◆ Explore o material
a) Segundo o texto sobre segurança jurídica, em qual artigo da Constituição esse princípio está positivado?
b) Prossiga com o texto sobre segurança jurídica a partir da última frase apresentada.

◆ Texto do exercício
Ao se afirmar, genericamente, a necessidade de respeito à segurança jurídica, sequer é imprescindível o enfrentamento de controverso tema sobre a incidência do artigo 16 da Constituição da República contra a evolução jurisprudencial, e não apenas contra lei formal. Bastaria a aplicação em abstrato do princípio da segurança jurídica, positivado na Constituição por artigo 5° XXXVI, e reinante sobre todo o ordenamento jurídico, para concluir ser necessário a aplicação prospectiva da nova interpretação constitucional, de forma a não repercutir nos mandatos conquistados em eleições ocorridas em data anterior à decisão.

◆ Seção de dados
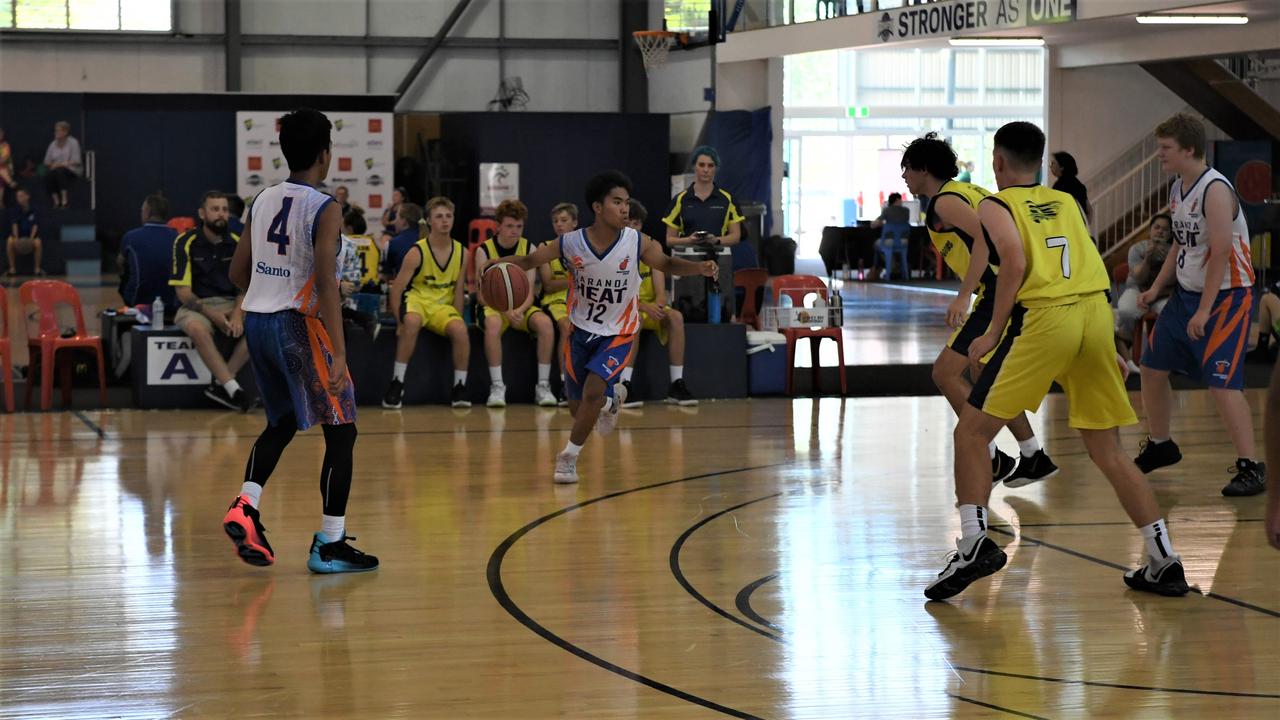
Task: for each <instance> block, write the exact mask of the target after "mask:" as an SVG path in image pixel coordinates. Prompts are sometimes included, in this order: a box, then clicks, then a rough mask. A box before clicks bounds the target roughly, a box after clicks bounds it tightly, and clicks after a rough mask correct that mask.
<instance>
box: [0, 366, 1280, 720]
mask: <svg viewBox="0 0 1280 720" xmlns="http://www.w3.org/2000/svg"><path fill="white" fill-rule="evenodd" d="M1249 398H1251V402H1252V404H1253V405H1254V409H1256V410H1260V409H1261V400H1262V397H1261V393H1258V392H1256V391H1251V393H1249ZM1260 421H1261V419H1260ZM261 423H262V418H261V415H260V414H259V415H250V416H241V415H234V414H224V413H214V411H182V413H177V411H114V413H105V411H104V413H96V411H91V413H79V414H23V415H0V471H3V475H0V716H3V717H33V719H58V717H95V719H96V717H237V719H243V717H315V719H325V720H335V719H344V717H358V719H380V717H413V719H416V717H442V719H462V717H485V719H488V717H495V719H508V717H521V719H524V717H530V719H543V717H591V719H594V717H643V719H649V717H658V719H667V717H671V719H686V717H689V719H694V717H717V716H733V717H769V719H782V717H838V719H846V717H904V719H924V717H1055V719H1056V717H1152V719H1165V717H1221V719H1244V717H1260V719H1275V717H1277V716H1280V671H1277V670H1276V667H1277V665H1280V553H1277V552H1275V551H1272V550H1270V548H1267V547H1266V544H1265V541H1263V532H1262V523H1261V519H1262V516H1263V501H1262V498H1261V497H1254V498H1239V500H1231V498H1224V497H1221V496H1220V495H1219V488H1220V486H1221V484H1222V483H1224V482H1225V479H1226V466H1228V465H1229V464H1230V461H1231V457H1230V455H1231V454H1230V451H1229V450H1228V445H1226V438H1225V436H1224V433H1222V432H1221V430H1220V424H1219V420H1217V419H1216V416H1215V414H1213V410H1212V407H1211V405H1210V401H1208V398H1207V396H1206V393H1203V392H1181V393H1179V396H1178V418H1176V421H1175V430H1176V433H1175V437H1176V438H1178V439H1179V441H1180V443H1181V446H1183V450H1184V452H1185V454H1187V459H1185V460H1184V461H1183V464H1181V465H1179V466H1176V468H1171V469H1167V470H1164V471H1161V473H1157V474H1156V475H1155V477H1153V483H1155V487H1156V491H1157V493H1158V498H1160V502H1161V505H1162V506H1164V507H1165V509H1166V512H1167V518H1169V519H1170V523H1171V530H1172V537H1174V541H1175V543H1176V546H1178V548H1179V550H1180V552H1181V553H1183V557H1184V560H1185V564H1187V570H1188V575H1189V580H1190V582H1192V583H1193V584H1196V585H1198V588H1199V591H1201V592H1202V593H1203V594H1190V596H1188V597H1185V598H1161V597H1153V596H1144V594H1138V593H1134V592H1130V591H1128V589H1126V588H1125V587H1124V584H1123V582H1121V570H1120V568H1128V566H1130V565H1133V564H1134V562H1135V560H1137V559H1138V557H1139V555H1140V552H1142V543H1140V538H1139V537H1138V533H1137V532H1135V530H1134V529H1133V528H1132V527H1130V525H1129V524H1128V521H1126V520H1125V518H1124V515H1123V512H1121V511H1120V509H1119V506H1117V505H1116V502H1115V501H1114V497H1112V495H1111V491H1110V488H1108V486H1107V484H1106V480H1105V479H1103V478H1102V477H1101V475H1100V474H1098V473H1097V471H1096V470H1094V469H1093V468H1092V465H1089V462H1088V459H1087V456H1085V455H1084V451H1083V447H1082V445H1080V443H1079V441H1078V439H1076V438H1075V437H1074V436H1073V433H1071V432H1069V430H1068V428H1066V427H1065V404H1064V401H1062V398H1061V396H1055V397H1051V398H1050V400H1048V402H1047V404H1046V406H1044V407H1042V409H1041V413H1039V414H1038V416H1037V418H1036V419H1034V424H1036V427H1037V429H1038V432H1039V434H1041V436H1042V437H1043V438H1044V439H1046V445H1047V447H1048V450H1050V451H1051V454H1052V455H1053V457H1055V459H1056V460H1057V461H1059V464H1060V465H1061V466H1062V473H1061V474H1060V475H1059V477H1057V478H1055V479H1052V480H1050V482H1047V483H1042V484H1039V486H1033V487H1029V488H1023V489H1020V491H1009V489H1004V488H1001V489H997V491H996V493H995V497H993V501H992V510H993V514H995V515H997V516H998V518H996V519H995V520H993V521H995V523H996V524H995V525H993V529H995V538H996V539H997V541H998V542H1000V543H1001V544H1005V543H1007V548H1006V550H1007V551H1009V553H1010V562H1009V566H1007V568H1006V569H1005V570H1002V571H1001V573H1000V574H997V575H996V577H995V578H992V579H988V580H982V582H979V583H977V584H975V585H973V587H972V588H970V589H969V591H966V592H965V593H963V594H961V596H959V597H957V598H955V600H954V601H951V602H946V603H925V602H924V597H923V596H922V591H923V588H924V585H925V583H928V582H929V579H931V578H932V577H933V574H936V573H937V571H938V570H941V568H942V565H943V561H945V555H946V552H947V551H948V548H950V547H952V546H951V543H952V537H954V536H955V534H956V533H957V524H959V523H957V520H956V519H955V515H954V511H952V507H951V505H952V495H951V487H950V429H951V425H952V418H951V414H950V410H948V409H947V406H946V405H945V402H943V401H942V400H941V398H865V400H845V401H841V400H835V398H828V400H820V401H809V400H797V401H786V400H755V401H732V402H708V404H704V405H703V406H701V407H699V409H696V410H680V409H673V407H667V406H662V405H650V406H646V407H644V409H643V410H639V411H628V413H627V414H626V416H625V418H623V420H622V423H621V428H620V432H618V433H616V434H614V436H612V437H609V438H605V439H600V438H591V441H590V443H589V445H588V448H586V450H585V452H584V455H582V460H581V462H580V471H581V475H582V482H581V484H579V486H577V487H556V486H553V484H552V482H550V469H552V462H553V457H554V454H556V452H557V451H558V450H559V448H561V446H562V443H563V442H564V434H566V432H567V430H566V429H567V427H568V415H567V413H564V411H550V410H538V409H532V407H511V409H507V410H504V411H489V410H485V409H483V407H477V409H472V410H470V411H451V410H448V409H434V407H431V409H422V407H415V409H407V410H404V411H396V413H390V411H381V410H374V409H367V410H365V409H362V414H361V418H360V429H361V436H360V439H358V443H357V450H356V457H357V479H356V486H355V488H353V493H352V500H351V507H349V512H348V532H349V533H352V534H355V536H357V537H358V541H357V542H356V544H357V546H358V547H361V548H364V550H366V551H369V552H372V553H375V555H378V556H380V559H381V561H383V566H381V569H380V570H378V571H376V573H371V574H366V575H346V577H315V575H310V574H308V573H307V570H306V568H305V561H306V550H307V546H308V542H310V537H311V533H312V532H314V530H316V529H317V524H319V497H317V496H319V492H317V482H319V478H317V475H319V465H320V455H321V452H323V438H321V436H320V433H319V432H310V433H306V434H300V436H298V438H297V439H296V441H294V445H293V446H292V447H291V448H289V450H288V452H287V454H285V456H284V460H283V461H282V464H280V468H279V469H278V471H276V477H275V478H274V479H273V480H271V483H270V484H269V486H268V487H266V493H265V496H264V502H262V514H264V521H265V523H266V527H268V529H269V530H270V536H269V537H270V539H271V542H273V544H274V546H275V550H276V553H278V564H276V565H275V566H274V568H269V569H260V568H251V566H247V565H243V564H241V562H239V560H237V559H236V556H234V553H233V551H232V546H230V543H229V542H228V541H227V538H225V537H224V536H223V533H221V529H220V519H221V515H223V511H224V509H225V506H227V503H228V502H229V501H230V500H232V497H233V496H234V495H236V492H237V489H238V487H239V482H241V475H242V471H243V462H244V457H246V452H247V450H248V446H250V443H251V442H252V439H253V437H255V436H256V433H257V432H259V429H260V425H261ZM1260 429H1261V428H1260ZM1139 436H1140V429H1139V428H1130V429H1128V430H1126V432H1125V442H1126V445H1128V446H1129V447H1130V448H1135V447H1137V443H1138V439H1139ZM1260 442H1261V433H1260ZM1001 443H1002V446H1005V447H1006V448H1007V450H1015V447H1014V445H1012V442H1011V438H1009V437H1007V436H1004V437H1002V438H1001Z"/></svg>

◆ Resultados do exercício
a) No artigo 5° XXXVI.

b)
Mas, enfrentando a questão do artigo 16 da Constituição, deve-se primeiro compreender a leitura feita pelo Supremo Tribunal Federal do texto constitucional, a compreendê-lo não em seu literalidade, mas em sua essência. Tanto é assim que no julgamento da ADI 3.685 (Rel. Min. Ellen Gracie, julgado em 22/03/2006, DJ 18-08-2006), este eg. Tribunal assentou que o termo “lei” constante do texto da Constituição não deveria ser considerado de forma stricto sensu, mas de forma mais ampla, a apanhar inclusive o Poder Reforma, que naquele caso promulgou a EC 52/06.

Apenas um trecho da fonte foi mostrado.